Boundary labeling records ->
____
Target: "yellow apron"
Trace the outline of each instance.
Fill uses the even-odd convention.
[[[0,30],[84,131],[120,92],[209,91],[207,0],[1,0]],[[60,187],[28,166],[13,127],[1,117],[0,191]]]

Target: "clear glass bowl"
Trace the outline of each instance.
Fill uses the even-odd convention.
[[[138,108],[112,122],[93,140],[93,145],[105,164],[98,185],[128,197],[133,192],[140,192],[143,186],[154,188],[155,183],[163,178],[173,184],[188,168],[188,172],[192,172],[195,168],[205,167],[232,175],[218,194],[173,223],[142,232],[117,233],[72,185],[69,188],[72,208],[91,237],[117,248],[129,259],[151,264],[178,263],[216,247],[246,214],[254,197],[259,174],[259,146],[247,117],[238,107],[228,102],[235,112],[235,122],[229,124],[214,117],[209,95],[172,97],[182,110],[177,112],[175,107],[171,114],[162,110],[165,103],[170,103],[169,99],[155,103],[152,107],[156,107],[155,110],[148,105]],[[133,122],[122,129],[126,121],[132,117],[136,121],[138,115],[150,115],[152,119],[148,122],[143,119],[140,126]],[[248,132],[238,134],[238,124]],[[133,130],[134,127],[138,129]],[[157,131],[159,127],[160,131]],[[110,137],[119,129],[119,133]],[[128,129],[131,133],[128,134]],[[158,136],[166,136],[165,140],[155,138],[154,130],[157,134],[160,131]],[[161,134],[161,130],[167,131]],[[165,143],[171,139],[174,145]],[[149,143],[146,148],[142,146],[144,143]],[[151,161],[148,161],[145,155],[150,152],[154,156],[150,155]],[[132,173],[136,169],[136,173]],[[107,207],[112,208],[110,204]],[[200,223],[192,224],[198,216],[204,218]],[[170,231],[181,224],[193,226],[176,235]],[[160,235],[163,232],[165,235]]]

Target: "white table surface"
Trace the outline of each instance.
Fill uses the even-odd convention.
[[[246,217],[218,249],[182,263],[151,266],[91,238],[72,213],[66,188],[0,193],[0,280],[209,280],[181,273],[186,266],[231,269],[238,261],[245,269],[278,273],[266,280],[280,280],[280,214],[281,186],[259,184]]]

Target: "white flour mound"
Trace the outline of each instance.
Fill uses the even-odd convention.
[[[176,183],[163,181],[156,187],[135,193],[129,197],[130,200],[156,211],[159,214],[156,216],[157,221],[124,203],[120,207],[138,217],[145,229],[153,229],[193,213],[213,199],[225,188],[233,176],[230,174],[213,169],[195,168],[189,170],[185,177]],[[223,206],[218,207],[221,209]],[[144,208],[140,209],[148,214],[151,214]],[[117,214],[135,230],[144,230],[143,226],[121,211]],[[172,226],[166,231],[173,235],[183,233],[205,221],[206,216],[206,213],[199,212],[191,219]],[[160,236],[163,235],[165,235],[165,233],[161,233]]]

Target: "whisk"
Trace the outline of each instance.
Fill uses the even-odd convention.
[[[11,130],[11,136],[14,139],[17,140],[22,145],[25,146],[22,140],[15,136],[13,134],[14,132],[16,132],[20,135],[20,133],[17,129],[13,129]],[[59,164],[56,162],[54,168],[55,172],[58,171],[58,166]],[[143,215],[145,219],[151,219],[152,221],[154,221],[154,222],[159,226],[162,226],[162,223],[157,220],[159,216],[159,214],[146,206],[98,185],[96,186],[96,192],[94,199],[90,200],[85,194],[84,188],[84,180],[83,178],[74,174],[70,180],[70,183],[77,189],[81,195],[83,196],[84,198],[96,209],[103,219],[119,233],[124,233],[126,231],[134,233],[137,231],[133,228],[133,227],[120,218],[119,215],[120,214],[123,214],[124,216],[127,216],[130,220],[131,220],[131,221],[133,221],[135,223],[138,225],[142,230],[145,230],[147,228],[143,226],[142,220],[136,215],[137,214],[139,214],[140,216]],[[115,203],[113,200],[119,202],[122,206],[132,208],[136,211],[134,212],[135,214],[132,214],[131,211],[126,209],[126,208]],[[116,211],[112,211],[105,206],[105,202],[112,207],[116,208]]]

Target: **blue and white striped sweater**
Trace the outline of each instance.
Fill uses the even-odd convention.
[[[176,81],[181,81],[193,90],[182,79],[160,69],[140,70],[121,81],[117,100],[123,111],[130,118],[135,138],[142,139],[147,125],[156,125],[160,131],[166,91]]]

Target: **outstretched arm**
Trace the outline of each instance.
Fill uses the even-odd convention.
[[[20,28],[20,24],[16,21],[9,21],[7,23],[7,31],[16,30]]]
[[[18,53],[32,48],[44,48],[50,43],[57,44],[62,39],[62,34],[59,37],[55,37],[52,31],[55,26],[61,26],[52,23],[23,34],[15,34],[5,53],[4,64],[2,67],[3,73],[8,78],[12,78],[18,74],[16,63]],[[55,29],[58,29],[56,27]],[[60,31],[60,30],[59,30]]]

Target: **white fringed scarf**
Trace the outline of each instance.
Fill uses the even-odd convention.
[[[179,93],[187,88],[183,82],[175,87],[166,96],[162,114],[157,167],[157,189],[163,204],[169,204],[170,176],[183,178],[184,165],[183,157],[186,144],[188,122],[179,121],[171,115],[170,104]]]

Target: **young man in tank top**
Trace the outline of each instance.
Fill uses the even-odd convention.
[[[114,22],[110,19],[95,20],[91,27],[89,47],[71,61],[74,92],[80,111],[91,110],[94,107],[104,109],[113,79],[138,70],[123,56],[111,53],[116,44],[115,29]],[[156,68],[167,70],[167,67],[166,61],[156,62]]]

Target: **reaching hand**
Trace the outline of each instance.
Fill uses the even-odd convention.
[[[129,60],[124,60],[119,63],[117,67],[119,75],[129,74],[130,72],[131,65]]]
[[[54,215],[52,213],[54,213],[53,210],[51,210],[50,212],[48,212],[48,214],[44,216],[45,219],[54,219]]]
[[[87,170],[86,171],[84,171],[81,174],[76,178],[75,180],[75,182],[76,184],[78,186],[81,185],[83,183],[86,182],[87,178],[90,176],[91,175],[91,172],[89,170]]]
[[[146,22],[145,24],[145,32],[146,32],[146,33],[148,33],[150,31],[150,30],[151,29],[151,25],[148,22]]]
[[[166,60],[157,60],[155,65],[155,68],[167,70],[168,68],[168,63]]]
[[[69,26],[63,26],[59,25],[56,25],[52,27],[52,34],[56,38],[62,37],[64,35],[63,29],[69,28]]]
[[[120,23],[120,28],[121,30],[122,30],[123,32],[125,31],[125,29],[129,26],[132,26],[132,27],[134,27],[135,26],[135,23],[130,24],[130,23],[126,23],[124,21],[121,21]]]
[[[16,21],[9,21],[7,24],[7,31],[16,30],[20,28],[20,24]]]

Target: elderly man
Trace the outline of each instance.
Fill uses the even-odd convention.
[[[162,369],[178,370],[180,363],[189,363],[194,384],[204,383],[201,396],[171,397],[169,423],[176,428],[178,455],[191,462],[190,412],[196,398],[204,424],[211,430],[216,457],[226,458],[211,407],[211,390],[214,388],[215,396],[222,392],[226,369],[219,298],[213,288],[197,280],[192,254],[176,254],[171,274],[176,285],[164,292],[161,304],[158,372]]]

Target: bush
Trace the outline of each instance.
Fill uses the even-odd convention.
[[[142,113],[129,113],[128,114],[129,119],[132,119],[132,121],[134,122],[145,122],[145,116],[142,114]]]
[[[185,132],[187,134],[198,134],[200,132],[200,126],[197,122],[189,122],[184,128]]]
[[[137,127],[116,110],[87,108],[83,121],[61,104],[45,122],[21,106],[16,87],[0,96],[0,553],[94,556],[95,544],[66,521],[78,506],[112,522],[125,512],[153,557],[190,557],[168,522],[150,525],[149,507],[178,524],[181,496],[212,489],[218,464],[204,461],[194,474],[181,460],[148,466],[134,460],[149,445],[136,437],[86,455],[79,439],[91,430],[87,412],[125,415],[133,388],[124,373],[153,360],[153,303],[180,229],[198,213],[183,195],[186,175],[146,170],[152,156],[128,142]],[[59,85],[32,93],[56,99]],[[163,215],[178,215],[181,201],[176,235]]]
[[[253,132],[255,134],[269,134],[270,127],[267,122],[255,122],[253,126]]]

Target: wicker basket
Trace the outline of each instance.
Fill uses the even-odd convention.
____
To be done -> Return the lines of the records verbatim, from the line containing "Target: bush" up to and including the final line of the records.

Task result ->
Target: bush
Trace the outline of each instance.
Fill uses the even-odd convention.
[[[142,113],[129,113],[128,114],[129,119],[132,119],[132,121],[134,122],[145,122],[145,116],[142,114]]]
[[[185,132],[187,134],[198,134],[200,132],[200,126],[197,122],[189,122],[184,128]]]
[[[137,127],[116,110],[87,108],[83,121],[61,104],[45,122],[21,106],[16,87],[0,96],[0,553],[94,556],[95,544],[66,521],[78,506],[112,522],[125,512],[153,557],[190,557],[168,522],[150,525],[149,507],[178,524],[181,496],[212,489],[218,464],[204,461],[194,474],[181,460],[148,466],[134,460],[149,445],[136,437],[86,455],[79,439],[91,430],[87,412],[125,415],[133,388],[124,373],[153,360],[153,303],[180,229],[198,213],[183,195],[186,175],[146,170],[152,156],[128,142]],[[59,85],[32,93],[56,99]],[[163,215],[178,215],[181,201],[176,235]]]
[[[253,132],[255,134],[269,134],[270,127],[267,122],[255,122],[253,126]]]

Target: wicker basket
Trace the outline of each instance.
Fill uses the even-odd convention.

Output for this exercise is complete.